━━━━━ Testo
Soya harvesting

“La modificazione genetica di piante e animali causa spesso risultati non intenzionali”. Non è lo slogan di un gruppo di attivisti anti-Ogm, ma una parte della proposta di legge 2637 dello Stato americano di Washington per l’etichettatura degli alimenti geneticamente modificati, e che se verrà approvata porterà a un referendum popolare. È questo uno dei risultati della campagna “Just label it!” (qui un video) che richiede sempre più a gran voce una corretta informazione alimentare.

Negli Stati Uniti l’etichettatura dei prodotti con ingredienti Ogm non è obbligatoria. L’iniziativa popolare è partita in sordina dallo stato della California, dove il referendum si terrà nel novembre 2012, ed è riuscita a coinvolgere altri 14 Stati. Non rappresenta solo la volontà di consumatori che, con i loro acquisti vogliono, o meno, supportare un certo tipo di agricoltura, ma anche quella di alcuni produttori, un migliaio di coltivatori che esportano grano. L’intento da parte loro è ottenere che il loro prodotto Ogm free sia maggiormente garantito e possa facilmente accedere nei Paesi dove l’utilizzo dell’ingegneria genetica per l’alimentazione umana è bandita.

Le stesse problematiche le stanno affrontando i produttori di bourbon, un whisky che prende il nome dall’omonima contea del Kentucky e che viene ottenuto da una miscela di cereali (minimo il 51% di mais). Anche se è un prodotto ottenuto tramite distillazione, le aziende coinvolte trovano difficoltà a piazzare le loro bottiglie nei mercati europei e asiatici, se non dietro la garanzia di aver utilizzato mais 100%convenzionale. Richiesta più che comprensibile, se si considera che la quasi totalità della produzione di mais americano è oramai Ogm.
━━━━━━━━━━
● **Esercizio A**: Puoi riportare il testo sugli Ogm da "Le stesse problematiche" a "è oramai Ogm.", sostituendo "Kentucky" con "Tennessee"?
● **Esercizio B**: Quali numeri scritti in cifre compaiono nel testo sugli Ogm? Elencali tutti.
━━━━━ Sezione dati
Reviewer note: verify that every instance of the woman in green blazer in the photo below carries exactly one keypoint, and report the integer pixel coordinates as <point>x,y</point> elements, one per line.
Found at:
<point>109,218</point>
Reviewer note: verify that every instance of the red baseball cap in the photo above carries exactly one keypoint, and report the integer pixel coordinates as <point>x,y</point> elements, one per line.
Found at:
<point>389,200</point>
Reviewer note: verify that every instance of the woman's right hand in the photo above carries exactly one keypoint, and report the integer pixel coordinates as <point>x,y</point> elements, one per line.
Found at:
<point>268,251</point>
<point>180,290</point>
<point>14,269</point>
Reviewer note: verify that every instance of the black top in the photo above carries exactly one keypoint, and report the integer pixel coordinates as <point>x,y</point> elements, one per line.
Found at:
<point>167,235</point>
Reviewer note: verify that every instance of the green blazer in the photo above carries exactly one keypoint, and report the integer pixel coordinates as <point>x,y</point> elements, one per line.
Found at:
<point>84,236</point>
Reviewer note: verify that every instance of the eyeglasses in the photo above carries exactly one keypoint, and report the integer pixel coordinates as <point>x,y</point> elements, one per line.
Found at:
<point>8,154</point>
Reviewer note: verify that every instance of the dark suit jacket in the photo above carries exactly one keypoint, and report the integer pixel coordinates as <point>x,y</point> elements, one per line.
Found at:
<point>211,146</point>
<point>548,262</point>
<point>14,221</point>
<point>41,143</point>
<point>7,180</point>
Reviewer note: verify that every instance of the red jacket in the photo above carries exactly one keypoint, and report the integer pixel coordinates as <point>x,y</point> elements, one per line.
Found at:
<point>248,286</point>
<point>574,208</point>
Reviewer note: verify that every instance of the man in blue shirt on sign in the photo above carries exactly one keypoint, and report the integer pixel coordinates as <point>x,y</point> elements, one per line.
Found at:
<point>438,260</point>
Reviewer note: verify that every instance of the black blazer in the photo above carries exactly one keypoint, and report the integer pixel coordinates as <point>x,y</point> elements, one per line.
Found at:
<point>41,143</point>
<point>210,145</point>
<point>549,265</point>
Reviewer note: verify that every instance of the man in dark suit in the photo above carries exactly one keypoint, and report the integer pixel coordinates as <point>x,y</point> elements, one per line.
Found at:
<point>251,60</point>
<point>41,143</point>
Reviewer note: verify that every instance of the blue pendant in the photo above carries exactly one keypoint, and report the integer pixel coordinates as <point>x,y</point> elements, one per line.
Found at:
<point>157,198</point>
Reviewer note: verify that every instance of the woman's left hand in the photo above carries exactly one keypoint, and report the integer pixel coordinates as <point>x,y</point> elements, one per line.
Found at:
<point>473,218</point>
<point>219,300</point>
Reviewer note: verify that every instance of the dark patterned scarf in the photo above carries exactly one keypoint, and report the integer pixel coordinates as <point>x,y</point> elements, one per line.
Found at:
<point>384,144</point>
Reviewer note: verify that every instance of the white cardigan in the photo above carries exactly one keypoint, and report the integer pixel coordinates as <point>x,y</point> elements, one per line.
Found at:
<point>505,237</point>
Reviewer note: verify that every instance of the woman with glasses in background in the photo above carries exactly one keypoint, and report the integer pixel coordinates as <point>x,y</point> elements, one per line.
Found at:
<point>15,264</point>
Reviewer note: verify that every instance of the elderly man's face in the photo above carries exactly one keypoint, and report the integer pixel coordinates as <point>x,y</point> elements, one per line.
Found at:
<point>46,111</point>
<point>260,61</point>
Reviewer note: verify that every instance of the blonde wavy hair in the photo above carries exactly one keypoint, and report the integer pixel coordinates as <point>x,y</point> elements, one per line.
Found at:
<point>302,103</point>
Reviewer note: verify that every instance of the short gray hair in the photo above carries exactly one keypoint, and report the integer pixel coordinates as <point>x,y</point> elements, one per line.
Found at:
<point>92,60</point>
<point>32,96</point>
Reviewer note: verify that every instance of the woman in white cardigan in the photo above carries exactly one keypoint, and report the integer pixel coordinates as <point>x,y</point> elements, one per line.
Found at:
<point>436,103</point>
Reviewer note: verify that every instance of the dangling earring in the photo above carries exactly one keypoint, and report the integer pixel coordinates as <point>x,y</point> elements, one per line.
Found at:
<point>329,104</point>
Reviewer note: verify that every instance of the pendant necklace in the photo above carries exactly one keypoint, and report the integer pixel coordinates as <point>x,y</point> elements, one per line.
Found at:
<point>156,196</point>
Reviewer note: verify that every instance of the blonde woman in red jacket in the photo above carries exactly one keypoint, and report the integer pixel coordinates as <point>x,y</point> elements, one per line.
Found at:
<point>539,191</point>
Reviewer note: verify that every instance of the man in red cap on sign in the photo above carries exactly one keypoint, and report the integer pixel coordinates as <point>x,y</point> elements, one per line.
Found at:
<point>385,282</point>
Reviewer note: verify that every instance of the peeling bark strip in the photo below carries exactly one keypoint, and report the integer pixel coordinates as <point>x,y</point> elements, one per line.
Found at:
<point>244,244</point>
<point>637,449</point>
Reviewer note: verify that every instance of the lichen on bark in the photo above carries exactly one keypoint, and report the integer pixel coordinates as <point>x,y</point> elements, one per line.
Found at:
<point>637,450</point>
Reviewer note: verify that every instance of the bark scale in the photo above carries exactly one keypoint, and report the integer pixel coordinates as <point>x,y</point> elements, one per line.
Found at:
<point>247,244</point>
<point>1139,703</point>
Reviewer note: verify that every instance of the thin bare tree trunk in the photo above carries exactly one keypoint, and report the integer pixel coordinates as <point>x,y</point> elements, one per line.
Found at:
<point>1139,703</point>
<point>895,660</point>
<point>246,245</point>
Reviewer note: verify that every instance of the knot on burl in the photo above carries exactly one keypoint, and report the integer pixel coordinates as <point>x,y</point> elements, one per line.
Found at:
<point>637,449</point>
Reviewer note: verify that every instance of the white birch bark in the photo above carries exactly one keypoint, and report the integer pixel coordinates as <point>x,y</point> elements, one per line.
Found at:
━━━━━━━━━━
● **Risultato A**:
Le stesse problematiche le stanno affrontando i produttori di bourbon, un whisky che prende il nome dall’omonima contea del Tennessee e che viene ottenuto da una miscela di cereali (minimo il 51% di mais). Anche se è un prodotto ottenuto tramite distillazione, le aziende coinvolte trovano difficoltà a piazzare le loro bottiglie nei mercati europei e asiatici, se non dietro la garanzia di aver utilizzato mais 100%convenzionale. Richiesta più che comprensibile, se si considera che la quasi totalità della produzione di mais americano è oramai Ogm.

● **Risultato B**: 2637, 2012, 14, 51% e 100%